Write out all entries word for word.

[Begin]

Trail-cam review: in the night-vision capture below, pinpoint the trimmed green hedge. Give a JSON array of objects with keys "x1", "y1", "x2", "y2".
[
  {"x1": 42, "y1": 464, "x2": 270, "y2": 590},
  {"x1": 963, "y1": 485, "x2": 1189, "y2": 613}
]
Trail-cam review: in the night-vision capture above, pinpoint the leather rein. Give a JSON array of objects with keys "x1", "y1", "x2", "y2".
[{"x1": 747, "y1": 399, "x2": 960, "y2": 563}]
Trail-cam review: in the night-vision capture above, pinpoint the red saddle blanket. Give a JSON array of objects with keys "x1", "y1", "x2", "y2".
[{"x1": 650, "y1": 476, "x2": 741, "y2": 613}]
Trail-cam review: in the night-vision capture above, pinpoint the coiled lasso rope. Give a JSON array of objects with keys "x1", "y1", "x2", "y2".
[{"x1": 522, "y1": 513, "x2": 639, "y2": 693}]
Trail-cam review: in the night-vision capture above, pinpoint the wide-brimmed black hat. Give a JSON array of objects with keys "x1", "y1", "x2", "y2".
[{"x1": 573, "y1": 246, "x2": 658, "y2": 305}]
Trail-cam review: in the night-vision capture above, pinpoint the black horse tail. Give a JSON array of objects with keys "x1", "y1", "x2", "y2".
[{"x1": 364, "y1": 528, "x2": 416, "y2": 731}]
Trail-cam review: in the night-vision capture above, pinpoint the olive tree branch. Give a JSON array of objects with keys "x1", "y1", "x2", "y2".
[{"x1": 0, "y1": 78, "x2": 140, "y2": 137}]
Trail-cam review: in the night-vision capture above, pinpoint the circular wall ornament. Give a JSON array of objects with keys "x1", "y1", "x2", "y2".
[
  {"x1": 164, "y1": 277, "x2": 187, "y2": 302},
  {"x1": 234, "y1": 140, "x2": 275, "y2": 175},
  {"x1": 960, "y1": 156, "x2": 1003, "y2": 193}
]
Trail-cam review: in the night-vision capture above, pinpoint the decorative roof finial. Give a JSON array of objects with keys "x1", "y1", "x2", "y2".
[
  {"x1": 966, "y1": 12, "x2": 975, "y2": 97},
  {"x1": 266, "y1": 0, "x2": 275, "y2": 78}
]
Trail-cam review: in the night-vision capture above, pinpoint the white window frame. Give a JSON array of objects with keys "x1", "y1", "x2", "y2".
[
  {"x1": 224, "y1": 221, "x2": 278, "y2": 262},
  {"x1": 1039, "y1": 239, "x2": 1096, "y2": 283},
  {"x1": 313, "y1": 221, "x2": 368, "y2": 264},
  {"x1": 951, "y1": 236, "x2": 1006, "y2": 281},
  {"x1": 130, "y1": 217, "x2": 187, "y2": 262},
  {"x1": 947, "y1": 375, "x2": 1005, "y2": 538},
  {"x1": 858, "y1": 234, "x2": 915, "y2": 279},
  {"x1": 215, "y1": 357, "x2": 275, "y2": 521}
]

[End]

#### [FULL OUTPUT]
Trail-cam review: in the night-vision capture below, pinpoint the trimmed green hedge. Give a JSON array of objects with keys "x1", "y1", "x2", "y2".
[
  {"x1": 42, "y1": 464, "x2": 270, "y2": 590},
  {"x1": 963, "y1": 485, "x2": 1189, "y2": 613}
]
Trail-cam review: in the night-vision capture above, pinpoint the leather rein. Give a JSON array of objects with keys "x1", "y1", "x2", "y2".
[{"x1": 747, "y1": 399, "x2": 960, "y2": 563}]
Trail-cam review: in the night-vision capture above, pinpoint the red saddle blanket. Give a JSON array of objects with keys "x1", "y1", "x2", "y2".
[{"x1": 650, "y1": 476, "x2": 741, "y2": 613}]
Trail-cam review: in the night-vision capture above, pinpoint the coiled lasso rope. Give a JSON array of objects with keys "x1", "y1", "x2", "y2".
[{"x1": 522, "y1": 513, "x2": 639, "y2": 693}]
Trail-cam review: in the night-vision capture above, pinpoint the wide-brimmed black hat. Give a JSON array of objects with keys "x1", "y1", "x2", "y2".
[{"x1": 573, "y1": 246, "x2": 658, "y2": 305}]
Trail-cam review: in the night-vision capture above, pinpoint the black horse tail. Give a JSON array of objects with keys "x1", "y1", "x2", "y2".
[{"x1": 364, "y1": 528, "x2": 416, "y2": 731}]
Trail-cam review: in the night-vision capture above, pinpoint the olive tree branch. Give a JSON array of objects with keys "x1", "y1", "x2", "y2".
[{"x1": 0, "y1": 78, "x2": 140, "y2": 137}]
Trail-cam review: in the night-vision capture above, pinpoint the circular wall ornament. Give a JSON array of objects with keys "x1", "y1", "x2", "y2".
[
  {"x1": 164, "y1": 277, "x2": 187, "y2": 302},
  {"x1": 234, "y1": 140, "x2": 275, "y2": 175},
  {"x1": 960, "y1": 156, "x2": 1003, "y2": 193}
]
Trail-cam review: in the night-vision capture above, pinpoint the decorative roof finial. Give a JSON array of objects with keys "x1", "y1", "x2", "y2".
[
  {"x1": 966, "y1": 12, "x2": 975, "y2": 97},
  {"x1": 266, "y1": 0, "x2": 275, "y2": 78}
]
Trail-cam review: in the night-vision capture above, pinpoint the white window frame. Give a JSON array of objects with keys "x1", "y1", "x2", "y2".
[
  {"x1": 224, "y1": 221, "x2": 278, "y2": 262},
  {"x1": 1039, "y1": 239, "x2": 1096, "y2": 283},
  {"x1": 313, "y1": 221, "x2": 368, "y2": 264},
  {"x1": 951, "y1": 236, "x2": 1006, "y2": 281},
  {"x1": 130, "y1": 217, "x2": 187, "y2": 262},
  {"x1": 947, "y1": 375, "x2": 1005, "y2": 538},
  {"x1": 858, "y1": 234, "x2": 915, "y2": 279},
  {"x1": 215, "y1": 357, "x2": 275, "y2": 521}
]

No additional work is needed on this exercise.